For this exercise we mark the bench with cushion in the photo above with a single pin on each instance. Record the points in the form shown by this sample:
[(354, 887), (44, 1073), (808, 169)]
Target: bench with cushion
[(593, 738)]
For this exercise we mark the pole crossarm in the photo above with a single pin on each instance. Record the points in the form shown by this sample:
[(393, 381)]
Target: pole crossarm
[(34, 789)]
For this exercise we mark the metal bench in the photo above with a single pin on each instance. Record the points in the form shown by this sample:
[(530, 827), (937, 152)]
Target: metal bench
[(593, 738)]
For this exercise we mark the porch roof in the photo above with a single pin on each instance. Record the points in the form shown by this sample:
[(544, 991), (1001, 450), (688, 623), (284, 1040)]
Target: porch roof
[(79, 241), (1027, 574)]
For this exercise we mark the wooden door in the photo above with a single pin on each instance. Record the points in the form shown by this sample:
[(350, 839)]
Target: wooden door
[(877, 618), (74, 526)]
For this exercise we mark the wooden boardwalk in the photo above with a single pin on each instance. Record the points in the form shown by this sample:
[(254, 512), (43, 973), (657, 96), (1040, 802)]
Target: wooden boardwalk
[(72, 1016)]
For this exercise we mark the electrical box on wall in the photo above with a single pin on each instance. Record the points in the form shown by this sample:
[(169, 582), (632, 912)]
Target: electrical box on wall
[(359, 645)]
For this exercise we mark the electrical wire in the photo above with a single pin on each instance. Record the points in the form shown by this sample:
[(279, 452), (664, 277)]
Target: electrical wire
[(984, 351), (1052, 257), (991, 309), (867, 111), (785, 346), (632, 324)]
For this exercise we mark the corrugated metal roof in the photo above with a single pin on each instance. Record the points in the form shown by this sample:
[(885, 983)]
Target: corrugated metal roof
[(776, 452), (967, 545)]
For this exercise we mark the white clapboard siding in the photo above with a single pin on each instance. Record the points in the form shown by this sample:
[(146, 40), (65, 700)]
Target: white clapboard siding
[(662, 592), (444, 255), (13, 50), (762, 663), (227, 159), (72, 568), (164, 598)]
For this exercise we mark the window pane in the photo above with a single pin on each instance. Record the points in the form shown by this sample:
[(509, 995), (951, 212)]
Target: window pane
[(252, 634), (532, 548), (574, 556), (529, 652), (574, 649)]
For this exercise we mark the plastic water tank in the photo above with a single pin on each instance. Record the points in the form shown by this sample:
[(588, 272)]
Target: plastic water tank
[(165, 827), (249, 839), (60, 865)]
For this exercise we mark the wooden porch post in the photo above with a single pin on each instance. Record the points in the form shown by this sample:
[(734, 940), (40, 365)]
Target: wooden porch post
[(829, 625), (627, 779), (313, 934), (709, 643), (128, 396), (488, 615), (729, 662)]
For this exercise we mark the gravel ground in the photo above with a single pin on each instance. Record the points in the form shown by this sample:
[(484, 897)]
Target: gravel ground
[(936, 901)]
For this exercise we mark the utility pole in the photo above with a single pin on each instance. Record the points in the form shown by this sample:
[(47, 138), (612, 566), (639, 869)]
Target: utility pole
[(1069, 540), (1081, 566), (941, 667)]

==

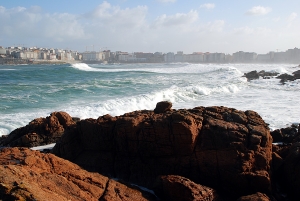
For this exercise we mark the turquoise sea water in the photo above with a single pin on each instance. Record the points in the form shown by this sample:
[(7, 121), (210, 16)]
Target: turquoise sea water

§ **Problem to solve**
Copy the items between the line holding "For this exercise we mark the gravel" and the line holding "[(936, 901)]", inclusive, with the requests and their sample points left unchanged. In the answer coordinates only, scale each number by 2.3 and round it to a whole number, with halves rounding up.

§ **The result**
For this exercise we mark the gravel ground in the photo above with a single pin on each instance. Record the points in the form shown by this sample:
[(484, 897)]
Target: gravel ground
[(2153, 2072)]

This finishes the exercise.